▶ _TASK BRIEF_:
In the entries below, find the line containing "Target: clear plastic sheeting" and the line containing "Target: wooden cabinet door". Copy those two lines and everything between them exactly, and only that.

▶ _DATA FOR THIS TASK_:
+--

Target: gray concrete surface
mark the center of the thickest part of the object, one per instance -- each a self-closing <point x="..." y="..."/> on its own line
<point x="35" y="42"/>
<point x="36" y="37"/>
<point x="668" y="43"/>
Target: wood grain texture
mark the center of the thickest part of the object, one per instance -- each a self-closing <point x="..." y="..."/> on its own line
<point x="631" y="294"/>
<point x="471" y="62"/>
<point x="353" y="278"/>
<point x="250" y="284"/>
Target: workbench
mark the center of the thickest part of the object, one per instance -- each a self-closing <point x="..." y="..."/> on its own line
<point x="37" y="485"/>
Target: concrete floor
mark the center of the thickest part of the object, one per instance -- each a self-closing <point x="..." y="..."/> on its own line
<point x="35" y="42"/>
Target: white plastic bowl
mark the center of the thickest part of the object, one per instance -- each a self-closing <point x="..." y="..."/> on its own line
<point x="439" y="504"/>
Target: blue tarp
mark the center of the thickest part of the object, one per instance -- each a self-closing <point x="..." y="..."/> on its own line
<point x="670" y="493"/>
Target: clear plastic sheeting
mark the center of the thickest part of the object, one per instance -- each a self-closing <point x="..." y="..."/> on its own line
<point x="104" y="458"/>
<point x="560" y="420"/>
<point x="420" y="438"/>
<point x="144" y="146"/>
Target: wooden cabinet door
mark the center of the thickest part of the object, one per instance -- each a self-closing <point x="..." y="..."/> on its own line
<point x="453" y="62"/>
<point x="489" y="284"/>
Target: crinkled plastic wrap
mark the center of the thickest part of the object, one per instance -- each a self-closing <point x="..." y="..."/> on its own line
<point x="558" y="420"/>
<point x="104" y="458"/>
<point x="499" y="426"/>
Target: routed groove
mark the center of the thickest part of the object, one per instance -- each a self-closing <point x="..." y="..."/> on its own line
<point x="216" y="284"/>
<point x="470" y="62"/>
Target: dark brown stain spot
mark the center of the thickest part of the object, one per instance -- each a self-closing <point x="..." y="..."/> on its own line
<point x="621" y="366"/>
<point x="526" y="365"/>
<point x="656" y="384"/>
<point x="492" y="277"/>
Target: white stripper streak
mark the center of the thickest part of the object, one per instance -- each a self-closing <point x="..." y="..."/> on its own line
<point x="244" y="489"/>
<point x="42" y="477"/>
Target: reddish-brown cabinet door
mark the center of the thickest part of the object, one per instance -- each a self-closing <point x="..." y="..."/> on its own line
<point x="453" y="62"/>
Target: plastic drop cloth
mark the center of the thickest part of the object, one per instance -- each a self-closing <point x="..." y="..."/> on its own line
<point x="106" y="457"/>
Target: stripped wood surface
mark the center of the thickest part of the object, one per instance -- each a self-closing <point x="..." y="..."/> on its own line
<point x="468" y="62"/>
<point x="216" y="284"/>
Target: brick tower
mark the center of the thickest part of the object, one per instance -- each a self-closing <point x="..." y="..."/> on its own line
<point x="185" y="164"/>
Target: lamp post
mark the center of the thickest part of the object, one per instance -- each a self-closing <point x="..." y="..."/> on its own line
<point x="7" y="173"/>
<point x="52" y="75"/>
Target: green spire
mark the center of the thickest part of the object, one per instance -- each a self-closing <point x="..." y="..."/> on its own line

+--

▶ _RESPONSE BELOW_:
Target: clear plastic sheeting
mark the center of the thickest part of the object, one per instance -- each a self-closing <point x="..." y="..."/> on its own line
<point x="104" y="458"/>
<point x="560" y="420"/>
<point x="420" y="438"/>
<point x="144" y="146"/>
Target: wooden cabinet door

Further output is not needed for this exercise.